>> Begin EXTRACTED INFORMATION

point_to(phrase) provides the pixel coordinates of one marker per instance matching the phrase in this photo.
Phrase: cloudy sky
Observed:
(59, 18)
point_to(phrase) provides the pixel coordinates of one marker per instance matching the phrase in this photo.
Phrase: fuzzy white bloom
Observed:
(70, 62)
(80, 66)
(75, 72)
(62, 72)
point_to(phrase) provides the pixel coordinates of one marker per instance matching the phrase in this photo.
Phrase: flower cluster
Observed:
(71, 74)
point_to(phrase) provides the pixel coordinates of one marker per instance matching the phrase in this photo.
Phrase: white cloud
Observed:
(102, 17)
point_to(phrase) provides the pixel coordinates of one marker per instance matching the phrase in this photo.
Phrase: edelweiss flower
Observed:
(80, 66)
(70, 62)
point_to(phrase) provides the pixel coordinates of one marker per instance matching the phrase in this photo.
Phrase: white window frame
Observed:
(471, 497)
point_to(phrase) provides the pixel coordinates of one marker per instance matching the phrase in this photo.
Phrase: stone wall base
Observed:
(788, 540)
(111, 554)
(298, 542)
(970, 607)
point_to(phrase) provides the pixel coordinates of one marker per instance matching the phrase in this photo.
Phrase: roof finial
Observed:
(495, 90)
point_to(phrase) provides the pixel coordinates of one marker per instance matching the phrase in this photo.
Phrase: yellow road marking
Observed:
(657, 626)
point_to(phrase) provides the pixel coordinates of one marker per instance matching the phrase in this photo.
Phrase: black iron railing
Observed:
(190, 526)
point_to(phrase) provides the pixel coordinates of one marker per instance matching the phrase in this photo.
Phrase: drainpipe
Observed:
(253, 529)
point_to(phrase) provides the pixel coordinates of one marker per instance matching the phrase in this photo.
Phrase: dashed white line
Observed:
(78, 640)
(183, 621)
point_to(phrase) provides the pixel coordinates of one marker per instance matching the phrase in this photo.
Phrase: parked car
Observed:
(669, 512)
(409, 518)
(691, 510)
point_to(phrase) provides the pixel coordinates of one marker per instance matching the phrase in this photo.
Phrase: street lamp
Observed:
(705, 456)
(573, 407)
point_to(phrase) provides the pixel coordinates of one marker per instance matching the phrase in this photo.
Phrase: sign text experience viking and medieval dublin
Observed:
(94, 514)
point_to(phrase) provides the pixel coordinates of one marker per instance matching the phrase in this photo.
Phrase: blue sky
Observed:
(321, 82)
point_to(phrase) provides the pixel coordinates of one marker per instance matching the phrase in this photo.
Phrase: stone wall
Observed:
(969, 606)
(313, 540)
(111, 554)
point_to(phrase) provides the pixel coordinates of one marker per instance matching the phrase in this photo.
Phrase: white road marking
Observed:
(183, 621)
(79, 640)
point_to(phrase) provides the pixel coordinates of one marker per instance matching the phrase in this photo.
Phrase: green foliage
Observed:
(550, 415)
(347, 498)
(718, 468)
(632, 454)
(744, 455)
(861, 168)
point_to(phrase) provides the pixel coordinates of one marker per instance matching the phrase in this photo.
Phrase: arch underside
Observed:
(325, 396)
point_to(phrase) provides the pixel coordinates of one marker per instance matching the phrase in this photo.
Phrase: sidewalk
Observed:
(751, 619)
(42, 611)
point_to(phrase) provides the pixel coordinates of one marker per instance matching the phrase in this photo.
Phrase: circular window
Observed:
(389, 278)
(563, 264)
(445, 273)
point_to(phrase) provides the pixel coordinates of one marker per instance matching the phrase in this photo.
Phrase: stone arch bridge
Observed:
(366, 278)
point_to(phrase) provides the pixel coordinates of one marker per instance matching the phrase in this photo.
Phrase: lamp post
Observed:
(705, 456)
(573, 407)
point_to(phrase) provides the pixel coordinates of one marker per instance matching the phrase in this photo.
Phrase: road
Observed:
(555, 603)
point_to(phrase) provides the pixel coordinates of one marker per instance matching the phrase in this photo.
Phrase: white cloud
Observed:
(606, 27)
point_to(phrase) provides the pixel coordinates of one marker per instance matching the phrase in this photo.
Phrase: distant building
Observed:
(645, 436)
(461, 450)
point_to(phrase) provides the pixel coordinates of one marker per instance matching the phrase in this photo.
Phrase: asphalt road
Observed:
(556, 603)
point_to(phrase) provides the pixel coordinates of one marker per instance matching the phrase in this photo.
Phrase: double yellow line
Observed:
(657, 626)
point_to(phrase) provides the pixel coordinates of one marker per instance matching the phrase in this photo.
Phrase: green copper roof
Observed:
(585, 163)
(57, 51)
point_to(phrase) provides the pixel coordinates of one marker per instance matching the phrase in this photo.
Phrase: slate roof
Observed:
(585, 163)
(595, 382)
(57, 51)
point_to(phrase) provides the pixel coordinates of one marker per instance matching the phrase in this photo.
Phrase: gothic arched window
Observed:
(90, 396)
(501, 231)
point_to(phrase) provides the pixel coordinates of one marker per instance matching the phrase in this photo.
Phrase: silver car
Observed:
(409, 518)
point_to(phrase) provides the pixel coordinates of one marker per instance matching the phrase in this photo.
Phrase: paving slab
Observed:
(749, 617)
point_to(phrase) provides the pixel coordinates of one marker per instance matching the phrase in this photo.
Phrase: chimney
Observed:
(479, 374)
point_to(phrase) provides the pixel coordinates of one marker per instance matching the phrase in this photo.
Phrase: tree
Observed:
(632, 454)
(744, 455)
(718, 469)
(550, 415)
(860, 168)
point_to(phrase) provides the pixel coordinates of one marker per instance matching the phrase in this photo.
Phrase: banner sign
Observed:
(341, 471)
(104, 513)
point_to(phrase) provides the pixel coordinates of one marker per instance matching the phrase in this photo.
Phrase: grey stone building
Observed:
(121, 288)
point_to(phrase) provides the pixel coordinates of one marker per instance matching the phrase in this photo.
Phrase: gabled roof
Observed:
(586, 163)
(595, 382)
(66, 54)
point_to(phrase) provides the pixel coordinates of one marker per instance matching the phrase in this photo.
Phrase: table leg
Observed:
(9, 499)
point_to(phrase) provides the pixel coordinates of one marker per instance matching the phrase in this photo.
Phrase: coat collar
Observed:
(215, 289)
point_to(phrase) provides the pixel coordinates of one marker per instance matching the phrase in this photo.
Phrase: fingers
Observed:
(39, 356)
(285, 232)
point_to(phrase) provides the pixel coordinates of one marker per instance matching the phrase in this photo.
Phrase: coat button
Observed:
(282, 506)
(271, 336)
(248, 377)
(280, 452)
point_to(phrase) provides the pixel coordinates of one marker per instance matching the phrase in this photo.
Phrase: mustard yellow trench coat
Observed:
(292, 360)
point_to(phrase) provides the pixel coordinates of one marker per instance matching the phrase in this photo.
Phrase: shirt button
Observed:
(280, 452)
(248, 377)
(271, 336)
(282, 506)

>> End EXTRACTED INFORMATION

DIRECTION -
All of the entries must be written out exactly as they stand.

EXERCISE ANSWER -
point_to(phrase) provides the pixel coordinates of one marker per instance matching the phrase in this photo.
Phrase: cloudy sky
Observed:
(59, 18)
point_to(phrase) provides the pixel coordinates of one marker per instance matching the phrase in this photo.
Phrase: fuzzy white bloom
Observed:
(70, 62)
(80, 66)
(75, 72)
(62, 72)
point_to(phrase) provides the pixel coordinates of one marker per instance matching the phrase in this photo.
Phrase: flower cluster
Observed:
(71, 74)
point_to(phrase) provides the pixel coordinates of one marker per instance matching the phrase in this photo.
Phrase: white cloud
Observed:
(102, 17)
point_to(phrase) provides the pixel coordinates of one marker per instance matching the phrase in this photo.
Phrase: edelweiss flower
Observed:
(80, 66)
(70, 62)
point_to(phrase) provides the pixel coordinates of one marker per instance matching the phrase in this photo.
Phrase: white window frame
Observed:
(471, 497)
point_to(phrase) provides the pixel coordinates of one marker per instance matching the phrase in this photo.
Phrase: stone wall base
Observed:
(788, 540)
(111, 554)
(298, 542)
(970, 607)
point_to(phrase) provides the pixel coordinates of one marker per instance matching the phrase in this photo.
Phrase: roof finial
Observed:
(495, 90)
point_to(phrase) provides the pixel coordinates of one marker per instance matching the phrase in this photo.
Phrase: yellow road marking
Observed:
(657, 626)
point_to(phrase) provides the pixel coordinates of one marker per instance matching the phrase in this photo.
Phrase: black iron railing
Observed:
(190, 526)
point_to(phrase) provides the pixel coordinates of one marker per instance matching the phrase in this photo.
Phrase: drainpipe
Observed:
(253, 529)
point_to(phrase) provides the pixel coordinates of one marker per instance matching the phrase in this photo.
Phrase: dashed white line
Observed:
(78, 640)
(183, 621)
point_to(phrase) provides the pixel coordinates of one marker per instance matching the phrase in this photo.
Phrase: parked car
Observed:
(669, 512)
(409, 518)
(691, 510)
point_to(phrase) provides the pixel coordinates of one marker per instance matching the phrase in this photo.
Phrase: street lamp
Observed:
(705, 456)
(573, 407)
point_to(phrase) provides the pixel coordinates of one marker per instance matching the phrase in this photo.
Phrase: sign text experience viking and medieval dublin
Observed:
(94, 514)
point_to(phrase) provides the pixel coordinates of one marker per instance matching the phrase in this photo.
Phrase: blue sky
Observed:
(321, 82)
point_to(phrase) provides the pixel coordinates of one marker per instance matching the phrase in this photo.
Phrase: stone wall
Observed:
(969, 606)
(313, 540)
(111, 554)
point_to(phrase) provides the pixel coordinates of one marker per instance matching the phrase in this photo.
Phrase: white road marking
Observed:
(183, 621)
(79, 640)
point_to(phrase) provides the pixel coordinates of one marker per instance matching the phrase in this photo.
Phrase: green foliage
Observed:
(550, 415)
(347, 498)
(718, 468)
(632, 454)
(744, 455)
(861, 168)
point_to(phrase) provides the pixel coordinates of one marker per instance matching the phrase in this photo.
Phrase: arch underside
Observed:
(325, 396)
point_to(phrase) provides the pixel coordinates of one marker per instance matching the phrase in this photo.
Phrase: sidewalk
Observed:
(751, 619)
(42, 611)
point_to(phrase) provides the pixel coordinates of one marker per instance matching the phrase in this photo.
Phrase: circular window
Observed:
(389, 278)
(563, 264)
(445, 273)
point_to(phrase) provides the pixel coordinates of one marker per instance matching the phrase in this photo.
Phrase: stone arch bridge
Observed:
(366, 278)
point_to(phrase) provides the pixel coordinates of one marker per instance matching the phrase in this photo.
Phrase: lamp post
Observed:
(705, 456)
(573, 407)
point_to(phrase) provides the pixel coordinates of one marker per instance matching the phrase in this photo.
Phrase: road
Observed:
(555, 603)
point_to(phrase) provides the pixel coordinates of one marker per instance matching the phrase in this photo.
Phrase: white cloud
Observed:
(606, 27)
point_to(phrase) provides the pixel coordinates of one marker per instance matching the phrase in this photo.
Phrase: distant building
Observed:
(645, 436)
(461, 450)
point_to(phrase) provides the pixel coordinates of one marker per instance matching the phrase in this photo.
Phrase: asphalt road
Observed:
(556, 603)
point_to(phrase) provides the pixel coordinates of one marker per instance matching the phrase in this photo.
Phrase: double yellow line
Observed:
(657, 626)
point_to(phrase) provides the pixel coordinates of one marker per instance matching the phrase in this photo.
Phrase: green copper roof
Observed:
(585, 163)
(57, 51)
point_to(phrase) provides the pixel coordinates of one marker per instance matching the phrase in this photo.
Phrase: slate roof
Observed:
(585, 163)
(595, 382)
(57, 51)
point_to(phrase) provides the pixel coordinates of one marker per instance matching the phrase in this photo.
Phrase: gothic arched window
Observed:
(90, 396)
(501, 231)
point_to(phrase) provides the pixel coordinates of one marker per instance matching the phrase in this photo.
Phrase: silver car
Observed:
(409, 518)
point_to(phrase) provides the pixel coordinates of one marker per instance matching the phrase in this photo.
Phrase: paving slab
Observed:
(749, 617)
point_to(phrase) provides the pixel coordinates of one marker per instance matching the phrase in this photo.
Phrase: chimney
Observed:
(479, 374)
point_to(phrase) provides the pixel coordinates of one marker per instance matching the phrase in this photo.
Phrase: tree
Observed:
(632, 454)
(744, 455)
(718, 469)
(550, 415)
(860, 168)
point_to(phrase) provides the pixel coordinates of one marker per instance matching the phrase in this photo.
Phrase: banner sign
Observed:
(341, 471)
(104, 513)
point_to(phrase) provides the pixel coordinates of one marker per instance matching the phrase in this photo.
Phrase: grey stone building
Observed:
(121, 288)
point_to(phrase) provides the pixel coordinates of one marker per instance matching the phrase in this photo.
Phrase: gabled roof
Observed:
(586, 163)
(595, 382)
(66, 54)
point_to(phrase) provides the pixel coordinates of one marker per instance matching the phrase in this photo.
Phrase: table leg
Observed:
(9, 499)
point_to(phrase) provides the pixel coordinates of one marker per instance matching the phrase in this photo.
Phrase: coat collar
Observed:
(215, 289)
point_to(phrase) provides the pixel coordinates of one marker per instance matching the phrase in this photo.
Phrase: fingers
Observed:
(39, 356)
(285, 232)
point_to(phrase) provides the pixel coordinates of one marker per instance matching the phrase in this photo.
Phrase: coat button
Observed:
(282, 506)
(271, 336)
(248, 377)
(280, 452)
point_to(phrase) provides the pixel coordinates of one marker per instance matching the phrase in this photo.
Phrase: mustard yellow trench coat
Observed:
(292, 360)
point_to(phrase) provides the pixel coordinates of one marker per instance matching the phrase in this photo.
Phrase: shirt button
Observed:
(280, 452)
(248, 377)
(271, 336)
(282, 506)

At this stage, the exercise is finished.